• _SUPPLIED PASSAGE_
Sometimes you just have to laugh (or yell)
seriously, teenagers are the worst! i cannot understand how their brain works. i try to justify their thinking by all the hormonal changes they go through. that they are just too whacked out to even think clearly. i promise it does get better, but it usually takes them moving out on their own for that to happen. i feel for you my friend, been there, done that, got the t-shirt.
have a great day...hugz!
Well, I was thinking if this happened very frequently. If it does, then he has to learn his lesson on being responsible and considerate to his family. If it doesn't, then maybe it is not so bad to just pass him the key and remind him to remember his next time?
Hi there! Ooooh...You are just having lots of fun, aren't you! I am totally understanding, as I have 2 teens at home!!
I think I am agreeing with BK; but, then again, I don't live with your teen son! But, their brains seriously do not function like ours do; they are controlled by their hormones! But, that is no excuse for bad behavior.
Cheer up...there is hope for us...My twin sister's daughter is now 20, and the girl is definitely mellowing out. YAY for Adulthood! :)

• _QUESTIONS TO ANSWER_
a. Reproduce the comments on teenagers verbatim, starting with "seriously, teenagers are" and going on through "a great day...hugz!".
b. Answer these questions using the comments on teenagers:
(i) How many teens does one commenter say she has at home?
(ii) How old is the twin sister's daughter?
(iii) What does the first commenter say it usually takes for things to get better?
c. Carry the comments on teenagers forward, picking up right after the final sentence shown.

• _SOURCE MATERIAL_
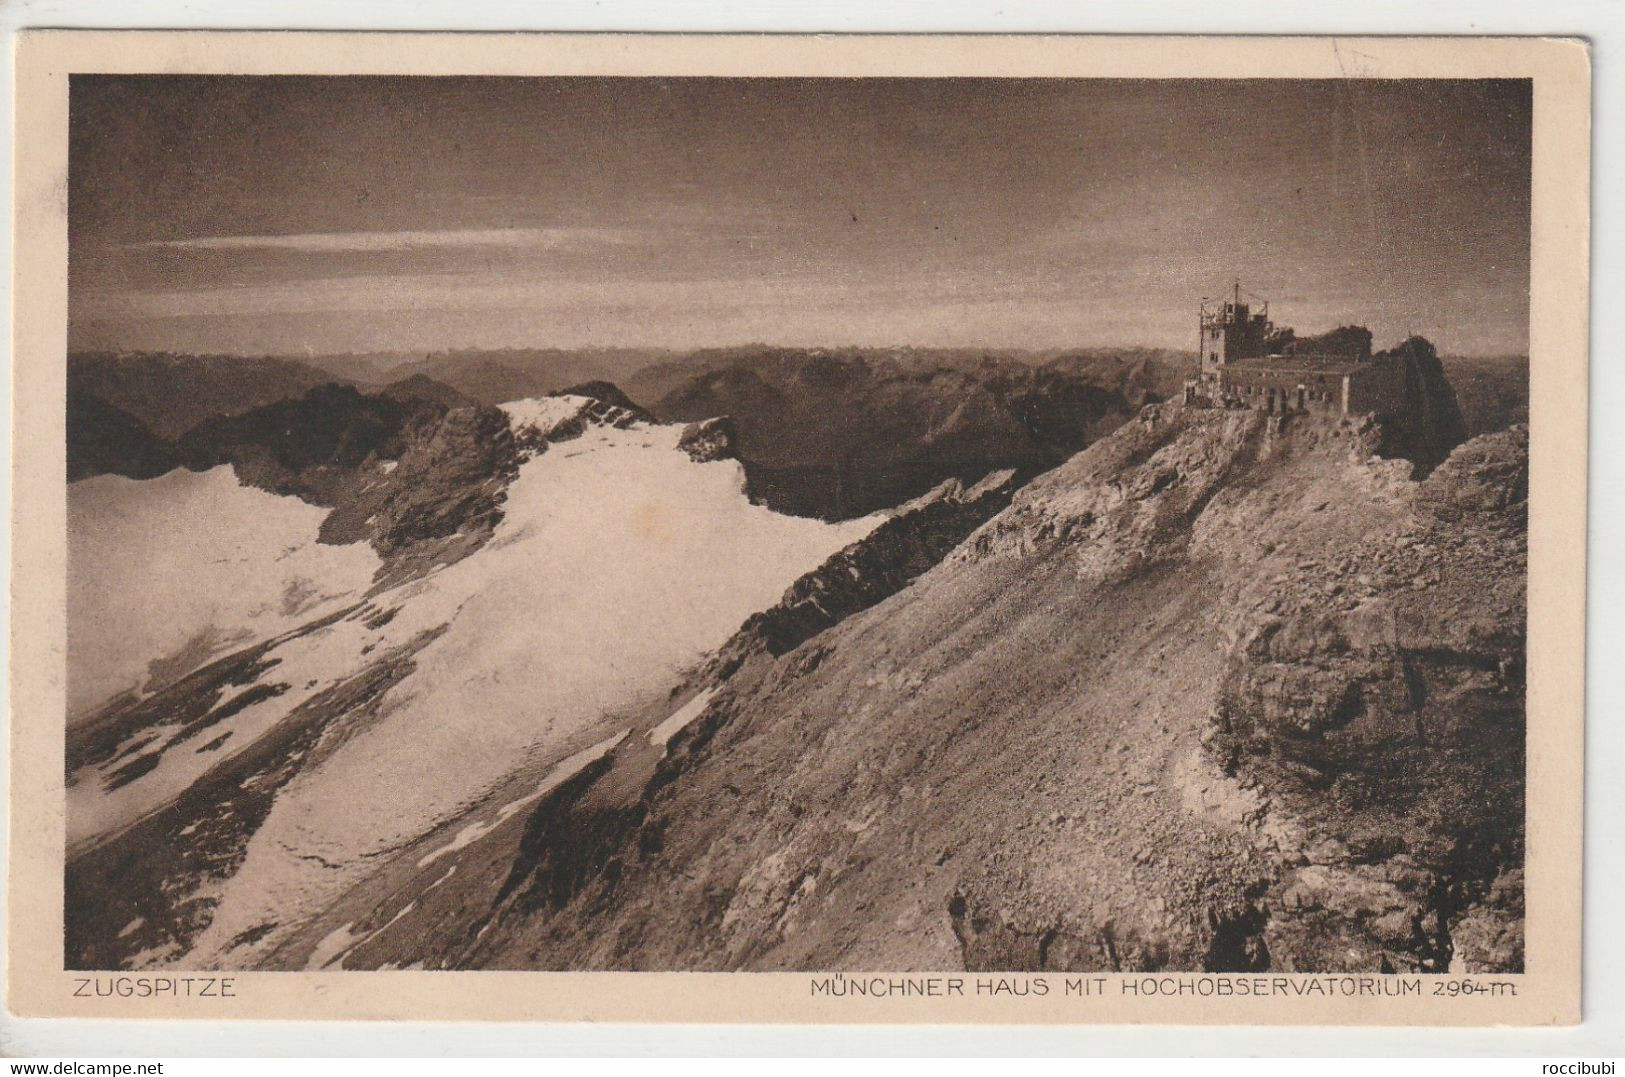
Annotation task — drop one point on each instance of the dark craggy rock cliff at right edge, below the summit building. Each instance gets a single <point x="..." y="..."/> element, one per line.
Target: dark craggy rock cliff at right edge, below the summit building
<point x="1384" y="709"/>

• _ANSWER SECTION_
a.
seriously, teenagers are the worst! i cannot understand how their brain works. i try to justify their thinking by all the hormonal changes they go through. that they are just too whacked out to even think clearly. i promise it does get better, but it usually takes them moving out on their own for that to happen. i feel for you my friend, been there, done that, got the t-shirt.
have a great day...hugz!

b.
(i) 2
(ii) 20
(iii) The teenagers moving out on their own.

c.
Oh, I would have done exactly what you did. They will learn one day.
I am so not looking forward to the day that my 2 boys become teenagers.
Okay, mine still love me more than anything, but I was not the nicest teen, and even I will say that HE was wrong. My mom NEVER would have allowed that. Even when I came home from break on college, she needed a specific time of when I would be home, and if I was two minutes late too damn bad. If I wanted to be disrespectful, I could sit on the patio and wait for her. He said early, he was early evening not early day. And he isn't 18 yet. He will be glad one day that his parents are teaching him responsibility.
Between my attitude-ish 17 year-old girl and my funky 14 year-old boy (whose room smells like feet and armpits), I understand where you're coming from. Ugh.